Saturday, 30 August 2014

All Under Control

Both ends, or perhaps I should say, both levels of the fiddle yard have now had the track laid and the temporary control unit for shunting in the yard, which I mentioned in a previous post, has been installed.

To me it all seems very prototypically FR.

During the push back to Blaenau - and to a lesser extend through the WHR project - the railway had a series of short term infrastructure solutions that ended up becoming very much long-term, and for all I know our fiddle yard could end up being just the same.

You can see that Himself has laid out the lower half with the same pattern of sidings as the Caernarfon end.

Eventually we plan to have the control panel for all the point work and electrical sections mounted here at the rear of the layout with the 'drivers' plugging in hand held controllers at the front of the layout where they can combine train operation with public relations duties, ie. Gassing to the punters. (I foresee collisions and derailments)

The only question mark with this temporary set up is that Himself has not been able to test that all the wiring will talk to the rest of the layout because, short of hiring the village hall, we're not able to erect the whole thing to test it.

▶ Written exercise a: Reproduce the fiddle yard post above word for word, in full.

▶ Input rows:
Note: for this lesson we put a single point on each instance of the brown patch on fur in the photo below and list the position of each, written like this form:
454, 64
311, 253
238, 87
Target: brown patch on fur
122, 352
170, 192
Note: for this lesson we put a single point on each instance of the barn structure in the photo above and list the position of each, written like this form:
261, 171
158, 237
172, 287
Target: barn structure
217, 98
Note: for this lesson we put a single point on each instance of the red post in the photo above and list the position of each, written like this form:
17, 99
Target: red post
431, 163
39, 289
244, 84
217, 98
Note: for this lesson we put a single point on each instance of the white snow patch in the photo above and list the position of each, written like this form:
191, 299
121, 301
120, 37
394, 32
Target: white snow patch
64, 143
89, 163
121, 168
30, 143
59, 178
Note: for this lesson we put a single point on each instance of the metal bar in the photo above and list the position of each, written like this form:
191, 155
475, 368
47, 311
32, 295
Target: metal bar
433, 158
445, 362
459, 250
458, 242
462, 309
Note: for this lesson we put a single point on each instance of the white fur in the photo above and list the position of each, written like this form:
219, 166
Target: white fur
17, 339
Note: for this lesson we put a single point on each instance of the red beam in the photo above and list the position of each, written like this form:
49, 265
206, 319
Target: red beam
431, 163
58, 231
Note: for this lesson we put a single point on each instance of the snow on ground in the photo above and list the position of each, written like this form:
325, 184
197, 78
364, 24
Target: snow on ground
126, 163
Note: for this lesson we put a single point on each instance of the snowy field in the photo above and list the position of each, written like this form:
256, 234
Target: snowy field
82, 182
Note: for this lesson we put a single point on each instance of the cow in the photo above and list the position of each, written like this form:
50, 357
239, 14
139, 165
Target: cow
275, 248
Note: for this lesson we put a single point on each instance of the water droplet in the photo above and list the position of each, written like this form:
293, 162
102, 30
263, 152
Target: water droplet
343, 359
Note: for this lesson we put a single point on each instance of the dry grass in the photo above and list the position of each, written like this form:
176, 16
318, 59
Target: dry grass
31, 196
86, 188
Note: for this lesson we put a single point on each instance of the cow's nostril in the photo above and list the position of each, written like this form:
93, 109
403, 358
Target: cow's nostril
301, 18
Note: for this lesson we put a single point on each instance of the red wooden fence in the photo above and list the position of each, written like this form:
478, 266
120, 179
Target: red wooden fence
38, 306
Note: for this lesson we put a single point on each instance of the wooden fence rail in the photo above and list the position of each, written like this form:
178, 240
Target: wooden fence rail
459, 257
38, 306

▶ Written exercise b: Copy the lines of the rows above, starting at the line that contains "the red wooden" and ending with the last line of the rows.

▶ Full output a:
Saturday, 30 August 2014

All Under Control

Both ends, or perhaps I should say, both levels of the fiddle yard have now had the track laid and the temporary control unit for shunting in the yard, which I mentioned in a previous post, has been installed.

To me it all seems very prototypically FR.

During the push back to Blaenau - and to a lesser extend through the WHR project - the railway had a series of short term infrastructure solutions that ended up becoming very much long-term, and for all I know our fiddle yard could end up being just the same.

You can see that Himself has laid out the lower half with the same pattern of sidings as the Caernarfon end.

Eventually we plan to have the control panel for all the point work and electrical sections mounted here at the rear of the layout with the 'drivers' plugging in hand held controllers at the front of the layout where they can combine train operation with public relations duties, ie. Gassing to the punters. (I foresee collisions and derailments)

The only question mark with this temporary set up is that Himself has not been able to test that all the wiring will talk to the rest of the layout because, short of hiring the village hall, we're not able to erect the whole thing to test it.

▶ Full output b:
Note: for this lesson we put a single point on each instance of the red wooden fence in the photo above and list the position of each, written like this form:
478, 266
120, 179
Target: red wooden fence
38, 306
Note: for this lesson we put a single point on each instance of the wooden fence rail in the photo above and list the position of each, written like this form:
178, 240
Target: wooden fence rail
459, 257
38, 306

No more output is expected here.